▶ **EXERCISE TEXT**:

Uncontrolled Data QuickStart Guide
Cancer Genomics Cloud
Uncontrolled Data QuickStart Guide
Step 1: Project creation and setup
Let’s go through the steps of creating a project to learn more about the options of how they can be configured. Steps 1a-g describe how to create a project and adjust the settings that affect the whole project. Most of these will be the default value, and more detail on each field is provided below.
Step 1a. On the main dashboard, select the green “Create a project” button on the left-hand side of the screen.
Step 1a: Creating a Project from the Dashboard
Name the project
Step 1b. Following along with the red step indicators in the screenshot below, we begin by picking a name for your project. In this guide, we will use “Example Project.” Type “Example Project” the first field.
Your project will be assigned a short name based on the name that you give it, which is used as an ID to refer to the project.
Step 1b-g: Create a project
Note: Depending on your credentials, you may or may not see a Controlled data banner in red (see screenshot below). For the purposes of this tutorial, leave the Controlled data banner unchecked if it is visible.
Billing groups are used to track the costs associated with cloud storage and computation on the platform. Each project must be assigned a billing group. New users are automatically assigned a “Pilot Funds” billing group upon account registration with $300 in cloud credits to get started with analyses. The Seven Bridges Support Team will reach out when you are close to using up your Pilot Funds and offer to create a new billing group for further work.
Step 1c. For this Example Project, select the “Pilot Funds” billing group from the dropdown menu, if it is not already selected by default.
In an effort to enable you to compute on data where it lives, the platform offers the choice to perform computation on two different cloud locations (cloud provider and region): AWS us-east-1 and Google us-west-1. AWS us-east-1 is the default. When you create a new project, they can select one of these two cloud locations as the location for the project. All computation within the project will take place in this cloud location.
Step 1d. For this Example Project, select “AWS-us-east-1” as the cloud location from the dropdown menu, if it is not already selected by default.
The first selection in the Execution Settings is whether to use a discounted type of computation instance on AWS or Google Cloud, which uses the cloud provider’s spare capacity. For AWS, the platform supports EC2 Spot instances. For Google, the platform supports Preemptible instances. Spot/Preemptible Instances are not recommended for running long, time-critical jobs.
Step 1e. For this Example Project, turn on “AWS Spot instances,” if it is not already selected by default.
The next selection for Execution Settings is whether to use memoization when running analyses. Memoization allows researchers and bioinformaticians to restart from a point of failure in a workflow by enabling the reuse of existing outputs.
Step 1f. For this Example Project, turn off “Memoization,” if it is not already off by default.
Step 1g. Once you have gone through all of these settings, click the blue “Create” button.
This will take you to the Project Dashboard, shown in the screenshot below.
Step 2: Project Dashboard and adding files
Single executions of bioinformatics tools and workflows on the platform are called “Tasks.” All Tasks are run from within projects. We will set up an example Task using the FastQC workflow.
Step 2: Project Dashboard
Adding files to project
There are many routes to adding data files to your project for analysis, including public files and uploading your own files. For this tutorial, we will be working with public data that is “uncontrolled,” as opposed to controlled-access patient data.

▶ **DATASET EXTRACT**:
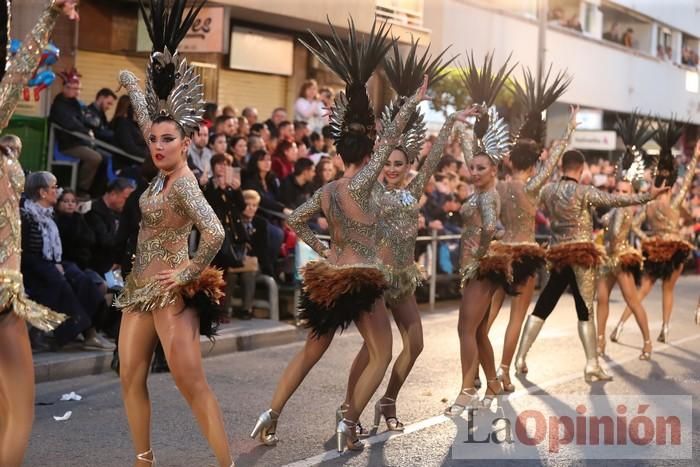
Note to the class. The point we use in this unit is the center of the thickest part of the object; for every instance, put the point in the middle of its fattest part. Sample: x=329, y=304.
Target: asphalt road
x=97, y=435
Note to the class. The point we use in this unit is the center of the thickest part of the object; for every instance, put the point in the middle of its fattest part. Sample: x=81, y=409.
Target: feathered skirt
x=203, y=294
x=662, y=257
x=332, y=296
x=14, y=300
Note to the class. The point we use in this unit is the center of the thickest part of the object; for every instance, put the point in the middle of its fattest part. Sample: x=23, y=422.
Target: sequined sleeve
x=417, y=185
x=21, y=67
x=138, y=100
x=192, y=204
x=299, y=222
x=535, y=184
x=361, y=184
x=687, y=180
x=601, y=199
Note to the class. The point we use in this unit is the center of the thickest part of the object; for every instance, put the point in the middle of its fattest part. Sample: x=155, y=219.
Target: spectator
x=283, y=159
x=48, y=280
x=296, y=188
x=308, y=108
x=67, y=112
x=127, y=134
x=278, y=116
x=96, y=118
x=251, y=114
x=199, y=155
x=103, y=218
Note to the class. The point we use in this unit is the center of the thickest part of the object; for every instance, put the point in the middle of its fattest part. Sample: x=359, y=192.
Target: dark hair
x=524, y=154
x=105, y=92
x=302, y=164
x=572, y=159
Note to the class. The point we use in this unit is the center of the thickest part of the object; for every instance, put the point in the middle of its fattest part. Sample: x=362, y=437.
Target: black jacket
x=68, y=113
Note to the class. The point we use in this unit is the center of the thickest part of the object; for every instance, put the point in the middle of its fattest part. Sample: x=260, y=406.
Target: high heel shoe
x=265, y=427
x=392, y=423
x=361, y=432
x=663, y=336
x=147, y=456
x=617, y=332
x=346, y=437
x=488, y=398
x=469, y=399
x=646, y=355
x=501, y=375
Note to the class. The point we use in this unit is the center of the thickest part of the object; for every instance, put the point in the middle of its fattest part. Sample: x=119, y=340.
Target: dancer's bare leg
x=178, y=331
x=137, y=341
x=16, y=390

▶ **GOAL OF THE EXERCISE**:
In the QuickStart guide, how much in cloud credits does the "Pilot Funds" billing group give new users?

▶ **EXERCISE SOLUTION**:
$300